◆ **Text extract**:
* Begin *
As Prepared For Delivery

Mr. President, on Monday, before the cloture vote on the motion to proceed to the Marketplace Fairness Act, I came to the floor to discuss the need to reinstate the committee process here in the Senate.  

I have come to the floor many times over the past few months to talk about the importance of restoring regular order.  I know a number of my colleagues share the same concerns.  

Yet, here we are today debating another piece of legislation that hasn’t gone through the full committee process.  And, once again, it appears we’ll be getting less than optimal results.
 
I think the legislation before us today is a prime example of why regular order is so essential.  The Marketplace Fairness Act is a complicated piece of legislation that deserves a more thorough examination.  

I think the bill is well-intentioned and I’m not fundamentally opposed to it.  But, make no mistake, there are problems with this legislation as it is currently drafted.  Problems that likely could have been avoided if the Finance Committee had been given an opportunity to fully consider the bill.

Now, I’m not here today to talk about the process failures we’ve had with regard to this legislation.  I think I’ve made that point and others have as well.

Instead, I’m going to take a few minutes to talk about just a few of the specific problems I see with this legislation and how I propose to fix them.

I’ve filed an amendment that would address some of my concerns.  I believe my amendment would make this bill more workable for businesses and consumers around the country.

For example, my amendment would implement a five-year sunset on the taxing authority provided under this legislation.  Like I said, this is a complicated bill and we’re not precisely sure what the impact will be.  

Whenever Congress deals with legislation this complex, unintended consequences are to be expected.

I believe that we need to ensure that Congress has an opportunity to revisit these issues once we’ve had a chance to see how the bill is implemented.  A five-year sunset would provide that opportunity.
* End *
◆ **Data excerpt**:
* Begin *
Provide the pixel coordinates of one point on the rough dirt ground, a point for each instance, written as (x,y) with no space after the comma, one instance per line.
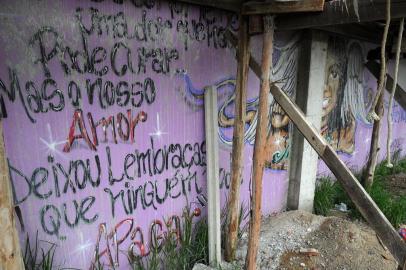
(341,244)
(396,184)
* End *
◆ **Problem description**: Repeat the floor speech on the Marketplace Fairness Act word for word, in full.

◆ **Answer to the problem**:
As Prepared For Delivery

Mr. President, on Monday, before the cloture vote on the motion to proceed to the Marketplace Fairness Act, I came to the floor to discuss the need to reinstate the committee process here in the Senate.  

I have come to the floor many times over the past few months to talk about the importance of restoring regular order.  I know a number of my colleagues share the same concerns.  

Yet, here we are today debating another piece of legislation that hasn’t gone through the full committee process.  And, once again, it appears we’ll be getting less than optimal results.
 
I think the legislation before us today is a prime example of why regular order is so essential.  The Marketplace Fairness Act is a complicated piece of legislation that deserves a more thorough examination.  

I think the bill is well-intentioned and I’m not fundamentally opposed to it.  But, make no mistake, there are problems with this legislation as it is currently drafted.  Problems that likely could have been avoided if the Finance Committee had been given an opportunity to fully consider the bill.

Now, I’m not here today to talk about the process failures we’ve had with regard to this legislation.  I think I’ve made that point and others have as well.

Instead, I’m going to take a few minutes to talk about just a few of the specific problems I see with this legislation and how I propose to fix them.

I’ve filed an amendment that would address some of my concerns.  I believe my amendment would make this bill more workable for businesses and consumers around the country.

For example, my amendment would implement a five-year sunset on the taxing authority provided under this legislation.  Like I said, this is a complicated bill and we’re not precisely sure what the impact will be.  

Whenever Congress deals with legislation this complex, unintended consequences are to be expected.

I believe that we need to ensure that Congress has an opportunity to revisit these issues once we’ve had a chance to see how the bill is implemented.  A five-year sunset would provide that opportunity.